▶ **Extrait de page**
- - -

Le phishing aussi migre vers le HTTPS, grâce à Let's Encrypt
Entre mars 2016 et mars 2017, Let's Encrypt a émis 15 270 certificats SSL contenant le terme PayPal dans le nom de domaine ou dans l'identité du certificat. Mais 14 766 d'entre eux ont été émis pour des domaines hébergeant des services de phishing, si on se fie à une analyse menée sur un échantillon par Vincent Lynch, expert en chiffrement de l'autorité de certification The SSL Store. Ce résultat tend à confirmer certaines craintes d'experts en sécurité qui, dès 2015, redoutaient de voir l'initiative Let's Encrypt, visant à offrir des certificats SSL gratuits, récupérée par les cybercriminels. Via cette autorité de certification, ces derniers peuvent déplacer leurs services de phishing, de malvertising ou d'hébergement de malwares vers des sites HTTPS, vus comme plus sûrs par les navigateurs.

- - -

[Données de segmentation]

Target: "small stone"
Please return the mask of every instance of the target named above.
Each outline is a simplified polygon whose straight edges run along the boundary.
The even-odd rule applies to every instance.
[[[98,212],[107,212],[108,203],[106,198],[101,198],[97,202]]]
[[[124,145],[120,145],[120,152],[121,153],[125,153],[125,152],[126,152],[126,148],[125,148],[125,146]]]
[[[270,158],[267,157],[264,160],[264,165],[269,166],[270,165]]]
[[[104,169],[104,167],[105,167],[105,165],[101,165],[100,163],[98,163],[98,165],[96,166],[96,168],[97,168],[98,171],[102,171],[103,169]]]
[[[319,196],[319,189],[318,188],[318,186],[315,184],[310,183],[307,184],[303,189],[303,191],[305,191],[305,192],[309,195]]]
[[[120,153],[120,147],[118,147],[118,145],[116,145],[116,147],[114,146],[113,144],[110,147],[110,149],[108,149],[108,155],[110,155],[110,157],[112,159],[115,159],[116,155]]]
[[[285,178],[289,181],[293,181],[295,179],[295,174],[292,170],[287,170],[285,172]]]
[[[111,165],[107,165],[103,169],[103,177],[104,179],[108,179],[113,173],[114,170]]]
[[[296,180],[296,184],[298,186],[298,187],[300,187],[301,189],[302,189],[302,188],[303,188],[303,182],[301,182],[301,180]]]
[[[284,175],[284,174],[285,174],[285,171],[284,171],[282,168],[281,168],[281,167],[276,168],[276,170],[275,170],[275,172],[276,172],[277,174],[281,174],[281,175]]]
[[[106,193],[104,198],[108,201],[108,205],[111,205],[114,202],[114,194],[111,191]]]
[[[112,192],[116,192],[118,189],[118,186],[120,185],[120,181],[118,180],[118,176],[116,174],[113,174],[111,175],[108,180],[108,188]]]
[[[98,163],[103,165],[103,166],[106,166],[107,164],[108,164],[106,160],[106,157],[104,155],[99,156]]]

- - -

▶ **Travail à faire**
A - Répondez à ces questions à partir de l'article sur le phishing :
(i) Combien de certificats SSL contenant le terme PayPal Let's Encrypt a-t-il émis entre mars 2016 et mars 2017 ?
(ii) Qui a mené l'analyse sur un échantillon de ces certificats ?
(iii) Depuis quelle année certains experts en sécurité redoutaient-ils une récupération de l'initiative Let's Encrypt par les cybercriminels ?
B - Remplacez « cybercriminels » par « pirates » dans le passage de l'article sur le phishing qui va de « Le phishing aussi » jusqu'à « par les navigateurs. » inclus, puis recopiez ce passage.

▶ **Corrigé de l'exercice**
A -
(i) 15 270 certificats.
(ii) Vincent Lynch, expert en chiffrement de l'autorité de certification The SSL Store.
(iii) Depuis 2015.

B -
Le phishing aussi migre vers le HTTPS, grâce à Let's Encrypt
Entre mars 2016 et mars 2017, Let's Encrypt a émis 15 270 certificats SSL contenant le terme PayPal dans le nom de domaine ou dans l'identité du certificat. Mais 14 766 d'entre eux ont été émis pour des domaines hébergeant des services de phishing, si on se fie à une analyse menée sur un échantillon par Vincent Lynch, expert en chiffrement de l'autorité de certification The SSL Store. Ce résultat tend à confirmer certaines craintes d'experts en sécurité qui, dès 2015, redoutaient de voir l'initiative Let's Encrypt, visant à offrir des certificats SSL gratuits, récupérée par les pirates. Via cette autorité de certification, ces derniers peuvent déplacer leurs services de phishing, de malvertising ou d'hébergement de malwares vers des sites HTTPS, vus comme plus sûrs par les navigateurs.